**DO THIS**
Arrange the records as a numbered list, skipping any blank lines. Include only the lines from the one containing "Where can you spot the armchair" through the end of the records.

**AVAILABLE DATA**
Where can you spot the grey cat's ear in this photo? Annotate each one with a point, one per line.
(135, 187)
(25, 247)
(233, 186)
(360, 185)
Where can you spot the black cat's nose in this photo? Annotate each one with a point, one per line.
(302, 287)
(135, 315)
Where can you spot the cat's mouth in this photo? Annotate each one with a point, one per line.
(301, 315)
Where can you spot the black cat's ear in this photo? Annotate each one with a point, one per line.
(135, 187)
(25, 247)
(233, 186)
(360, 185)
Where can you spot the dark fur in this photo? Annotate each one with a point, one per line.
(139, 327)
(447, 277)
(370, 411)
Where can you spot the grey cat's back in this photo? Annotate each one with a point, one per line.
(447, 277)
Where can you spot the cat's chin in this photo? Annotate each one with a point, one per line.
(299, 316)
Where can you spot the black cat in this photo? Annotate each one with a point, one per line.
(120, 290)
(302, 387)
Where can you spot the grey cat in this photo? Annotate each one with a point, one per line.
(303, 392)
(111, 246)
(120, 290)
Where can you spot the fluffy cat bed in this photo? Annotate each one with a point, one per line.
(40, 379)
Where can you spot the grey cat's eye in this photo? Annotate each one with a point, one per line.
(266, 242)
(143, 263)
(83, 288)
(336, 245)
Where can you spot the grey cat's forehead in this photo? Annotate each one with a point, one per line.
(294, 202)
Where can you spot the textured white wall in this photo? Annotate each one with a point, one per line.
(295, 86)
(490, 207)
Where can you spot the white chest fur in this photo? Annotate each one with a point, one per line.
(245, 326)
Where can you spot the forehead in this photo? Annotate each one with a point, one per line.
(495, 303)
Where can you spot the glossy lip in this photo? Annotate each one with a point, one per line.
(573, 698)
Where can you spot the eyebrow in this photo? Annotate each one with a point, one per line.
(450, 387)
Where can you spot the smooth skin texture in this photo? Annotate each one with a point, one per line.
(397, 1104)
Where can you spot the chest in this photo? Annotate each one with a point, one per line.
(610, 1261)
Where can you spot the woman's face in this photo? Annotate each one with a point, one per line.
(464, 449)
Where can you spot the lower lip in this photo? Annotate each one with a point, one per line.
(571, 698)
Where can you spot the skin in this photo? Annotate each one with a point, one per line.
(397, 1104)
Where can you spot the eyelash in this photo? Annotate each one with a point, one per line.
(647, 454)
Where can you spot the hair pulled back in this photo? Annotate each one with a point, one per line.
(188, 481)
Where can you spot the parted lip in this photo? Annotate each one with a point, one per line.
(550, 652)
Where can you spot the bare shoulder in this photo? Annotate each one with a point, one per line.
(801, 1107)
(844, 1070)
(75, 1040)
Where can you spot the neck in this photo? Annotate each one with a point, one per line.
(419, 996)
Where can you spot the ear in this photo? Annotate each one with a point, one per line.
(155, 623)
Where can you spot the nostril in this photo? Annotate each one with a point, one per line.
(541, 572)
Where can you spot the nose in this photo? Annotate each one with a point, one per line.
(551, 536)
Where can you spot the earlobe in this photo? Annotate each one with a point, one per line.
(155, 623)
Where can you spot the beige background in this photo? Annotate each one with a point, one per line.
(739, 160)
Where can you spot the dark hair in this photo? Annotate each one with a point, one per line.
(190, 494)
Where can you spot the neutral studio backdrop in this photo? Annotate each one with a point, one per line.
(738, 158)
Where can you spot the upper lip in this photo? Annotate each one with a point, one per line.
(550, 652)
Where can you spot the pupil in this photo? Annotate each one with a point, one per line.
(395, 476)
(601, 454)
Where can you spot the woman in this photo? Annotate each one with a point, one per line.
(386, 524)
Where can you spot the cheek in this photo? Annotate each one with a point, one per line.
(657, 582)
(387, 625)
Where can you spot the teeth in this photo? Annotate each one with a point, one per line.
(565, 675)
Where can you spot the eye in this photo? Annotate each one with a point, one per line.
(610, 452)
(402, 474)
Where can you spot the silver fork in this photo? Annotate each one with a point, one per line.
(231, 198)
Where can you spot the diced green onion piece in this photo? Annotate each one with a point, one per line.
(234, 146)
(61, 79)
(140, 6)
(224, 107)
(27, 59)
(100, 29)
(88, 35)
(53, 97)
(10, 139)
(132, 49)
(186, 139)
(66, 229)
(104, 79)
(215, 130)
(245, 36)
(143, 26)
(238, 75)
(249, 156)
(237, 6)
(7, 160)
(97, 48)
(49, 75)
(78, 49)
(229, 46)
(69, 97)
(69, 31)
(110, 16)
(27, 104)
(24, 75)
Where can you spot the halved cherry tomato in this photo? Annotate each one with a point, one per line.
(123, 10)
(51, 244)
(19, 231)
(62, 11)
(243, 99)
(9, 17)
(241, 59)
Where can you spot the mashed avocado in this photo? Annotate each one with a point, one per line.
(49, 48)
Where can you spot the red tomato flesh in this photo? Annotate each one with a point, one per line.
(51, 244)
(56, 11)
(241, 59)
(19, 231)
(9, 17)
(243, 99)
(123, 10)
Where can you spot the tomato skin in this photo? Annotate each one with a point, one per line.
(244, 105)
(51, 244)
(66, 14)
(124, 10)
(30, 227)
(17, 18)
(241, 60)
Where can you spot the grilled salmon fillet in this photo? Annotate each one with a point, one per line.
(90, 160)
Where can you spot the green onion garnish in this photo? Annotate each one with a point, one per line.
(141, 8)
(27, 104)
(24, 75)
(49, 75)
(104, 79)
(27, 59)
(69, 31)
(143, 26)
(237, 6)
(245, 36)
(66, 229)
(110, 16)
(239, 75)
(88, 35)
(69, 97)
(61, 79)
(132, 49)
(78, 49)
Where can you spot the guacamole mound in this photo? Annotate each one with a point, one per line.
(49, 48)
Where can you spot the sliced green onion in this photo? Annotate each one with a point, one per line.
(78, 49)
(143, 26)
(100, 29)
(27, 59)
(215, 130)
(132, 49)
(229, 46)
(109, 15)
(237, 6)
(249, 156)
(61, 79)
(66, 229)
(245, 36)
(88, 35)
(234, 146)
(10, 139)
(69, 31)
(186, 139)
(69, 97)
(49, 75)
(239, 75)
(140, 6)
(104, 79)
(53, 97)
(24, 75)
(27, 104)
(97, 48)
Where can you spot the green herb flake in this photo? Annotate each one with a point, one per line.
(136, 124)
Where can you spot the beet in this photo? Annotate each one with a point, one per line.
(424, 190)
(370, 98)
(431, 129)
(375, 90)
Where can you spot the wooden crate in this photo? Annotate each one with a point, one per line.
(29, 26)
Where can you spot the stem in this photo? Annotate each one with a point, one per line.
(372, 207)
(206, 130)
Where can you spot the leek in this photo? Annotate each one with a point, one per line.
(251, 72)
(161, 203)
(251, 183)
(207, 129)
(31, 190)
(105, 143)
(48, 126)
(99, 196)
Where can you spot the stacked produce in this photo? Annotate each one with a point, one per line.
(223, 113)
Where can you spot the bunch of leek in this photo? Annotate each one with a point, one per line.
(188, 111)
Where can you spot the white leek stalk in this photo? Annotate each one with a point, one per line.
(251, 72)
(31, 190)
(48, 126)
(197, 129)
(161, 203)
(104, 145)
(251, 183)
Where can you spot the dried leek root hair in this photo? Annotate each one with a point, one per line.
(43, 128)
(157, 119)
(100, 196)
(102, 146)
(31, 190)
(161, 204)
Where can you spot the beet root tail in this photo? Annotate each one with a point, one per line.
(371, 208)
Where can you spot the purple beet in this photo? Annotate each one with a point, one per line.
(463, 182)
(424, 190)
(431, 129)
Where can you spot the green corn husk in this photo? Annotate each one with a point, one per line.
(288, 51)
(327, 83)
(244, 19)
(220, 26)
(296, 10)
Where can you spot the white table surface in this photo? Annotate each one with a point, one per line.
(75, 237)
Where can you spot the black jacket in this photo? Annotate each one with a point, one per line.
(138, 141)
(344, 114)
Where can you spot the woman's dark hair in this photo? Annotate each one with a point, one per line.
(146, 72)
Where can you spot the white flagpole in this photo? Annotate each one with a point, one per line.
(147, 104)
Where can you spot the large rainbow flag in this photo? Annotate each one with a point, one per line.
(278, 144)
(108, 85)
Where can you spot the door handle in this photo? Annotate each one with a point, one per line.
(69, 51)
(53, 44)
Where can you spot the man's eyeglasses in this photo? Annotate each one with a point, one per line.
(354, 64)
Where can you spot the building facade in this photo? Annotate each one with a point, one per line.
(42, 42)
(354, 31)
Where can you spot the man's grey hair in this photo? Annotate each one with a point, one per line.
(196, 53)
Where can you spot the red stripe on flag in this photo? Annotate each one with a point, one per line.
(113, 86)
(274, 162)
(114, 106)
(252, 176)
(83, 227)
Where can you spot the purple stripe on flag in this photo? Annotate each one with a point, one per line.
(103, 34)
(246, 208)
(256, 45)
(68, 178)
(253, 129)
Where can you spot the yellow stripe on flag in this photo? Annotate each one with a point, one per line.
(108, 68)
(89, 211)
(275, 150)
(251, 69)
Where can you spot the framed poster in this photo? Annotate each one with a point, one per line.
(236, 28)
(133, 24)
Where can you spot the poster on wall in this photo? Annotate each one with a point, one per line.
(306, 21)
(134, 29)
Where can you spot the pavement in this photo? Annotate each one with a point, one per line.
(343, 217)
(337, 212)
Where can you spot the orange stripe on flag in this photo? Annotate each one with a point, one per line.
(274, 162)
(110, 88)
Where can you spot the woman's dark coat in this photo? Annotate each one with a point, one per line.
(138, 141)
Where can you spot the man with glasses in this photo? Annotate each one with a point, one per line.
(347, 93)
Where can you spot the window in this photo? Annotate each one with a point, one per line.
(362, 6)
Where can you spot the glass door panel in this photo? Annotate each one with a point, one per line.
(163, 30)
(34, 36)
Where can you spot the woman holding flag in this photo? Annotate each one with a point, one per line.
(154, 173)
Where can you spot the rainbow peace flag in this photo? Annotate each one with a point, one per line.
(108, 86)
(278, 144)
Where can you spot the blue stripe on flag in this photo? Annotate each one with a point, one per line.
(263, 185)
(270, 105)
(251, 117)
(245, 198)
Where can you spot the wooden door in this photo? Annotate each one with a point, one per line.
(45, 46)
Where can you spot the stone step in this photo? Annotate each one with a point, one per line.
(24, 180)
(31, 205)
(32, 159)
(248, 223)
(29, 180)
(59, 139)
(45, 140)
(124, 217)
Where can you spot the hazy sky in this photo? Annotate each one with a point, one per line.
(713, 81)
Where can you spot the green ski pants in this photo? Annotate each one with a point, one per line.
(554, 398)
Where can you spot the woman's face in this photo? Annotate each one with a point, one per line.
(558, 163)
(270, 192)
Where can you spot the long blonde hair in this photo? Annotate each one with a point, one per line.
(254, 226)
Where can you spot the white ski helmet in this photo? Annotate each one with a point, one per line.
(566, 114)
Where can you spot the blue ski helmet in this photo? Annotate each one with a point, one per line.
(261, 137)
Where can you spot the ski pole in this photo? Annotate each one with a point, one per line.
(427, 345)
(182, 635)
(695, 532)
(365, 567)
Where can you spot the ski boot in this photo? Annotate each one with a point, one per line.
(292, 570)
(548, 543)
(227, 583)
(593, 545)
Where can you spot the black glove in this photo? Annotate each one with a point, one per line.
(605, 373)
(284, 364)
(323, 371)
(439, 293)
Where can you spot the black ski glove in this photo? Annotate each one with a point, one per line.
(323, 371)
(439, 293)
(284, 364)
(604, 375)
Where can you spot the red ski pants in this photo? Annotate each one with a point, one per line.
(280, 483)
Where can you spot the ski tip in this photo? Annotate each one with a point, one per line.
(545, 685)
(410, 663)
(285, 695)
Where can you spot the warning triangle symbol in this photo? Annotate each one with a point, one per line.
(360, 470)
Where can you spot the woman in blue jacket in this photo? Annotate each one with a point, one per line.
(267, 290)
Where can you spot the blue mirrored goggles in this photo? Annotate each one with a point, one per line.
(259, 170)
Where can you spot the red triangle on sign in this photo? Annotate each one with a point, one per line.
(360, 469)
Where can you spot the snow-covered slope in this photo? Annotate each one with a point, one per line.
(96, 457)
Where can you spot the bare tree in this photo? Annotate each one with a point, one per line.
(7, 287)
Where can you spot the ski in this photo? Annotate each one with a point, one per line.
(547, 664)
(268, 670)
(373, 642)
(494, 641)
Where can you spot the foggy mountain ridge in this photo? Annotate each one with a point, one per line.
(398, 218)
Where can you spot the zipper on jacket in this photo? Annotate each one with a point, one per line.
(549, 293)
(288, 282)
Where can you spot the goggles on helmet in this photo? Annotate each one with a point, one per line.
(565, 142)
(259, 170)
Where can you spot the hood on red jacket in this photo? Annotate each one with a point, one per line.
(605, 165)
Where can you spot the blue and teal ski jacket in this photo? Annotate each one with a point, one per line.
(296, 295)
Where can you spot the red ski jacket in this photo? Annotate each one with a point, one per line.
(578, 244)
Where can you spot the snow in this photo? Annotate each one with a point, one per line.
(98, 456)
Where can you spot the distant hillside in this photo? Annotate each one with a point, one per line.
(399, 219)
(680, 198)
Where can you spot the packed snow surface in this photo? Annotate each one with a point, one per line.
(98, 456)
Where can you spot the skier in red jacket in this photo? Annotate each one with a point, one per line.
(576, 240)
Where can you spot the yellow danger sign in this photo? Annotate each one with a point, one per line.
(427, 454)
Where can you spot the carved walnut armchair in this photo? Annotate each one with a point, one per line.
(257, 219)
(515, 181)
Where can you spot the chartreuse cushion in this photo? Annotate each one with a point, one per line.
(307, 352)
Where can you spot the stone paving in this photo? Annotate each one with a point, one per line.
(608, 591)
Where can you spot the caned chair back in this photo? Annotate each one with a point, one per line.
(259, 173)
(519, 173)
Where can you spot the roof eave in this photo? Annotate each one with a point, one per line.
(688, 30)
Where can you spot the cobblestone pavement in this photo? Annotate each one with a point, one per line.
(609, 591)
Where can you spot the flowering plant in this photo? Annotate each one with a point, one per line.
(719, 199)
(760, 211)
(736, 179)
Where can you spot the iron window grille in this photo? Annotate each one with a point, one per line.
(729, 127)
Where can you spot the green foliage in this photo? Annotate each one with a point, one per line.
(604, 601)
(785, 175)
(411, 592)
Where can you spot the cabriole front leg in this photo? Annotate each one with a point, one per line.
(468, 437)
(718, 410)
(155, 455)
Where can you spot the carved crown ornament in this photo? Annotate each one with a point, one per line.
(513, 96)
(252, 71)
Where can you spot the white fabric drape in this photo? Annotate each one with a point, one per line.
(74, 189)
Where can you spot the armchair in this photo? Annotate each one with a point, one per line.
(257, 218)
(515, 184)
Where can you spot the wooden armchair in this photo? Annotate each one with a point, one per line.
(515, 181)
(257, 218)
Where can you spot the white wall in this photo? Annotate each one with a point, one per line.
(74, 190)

**RESULT**
1. Where can you spot the armchair in this photo? Annotate each one with a point, one per line.
2. (257, 218)
3. (515, 184)
4. Where can you spot the wooden armchair in this photo? Annotate each one with a point, one per line.
5. (515, 181)
6. (257, 218)
7. Where can you spot the white wall in this photo? Annotate each one with a point, one per line.
8. (74, 190)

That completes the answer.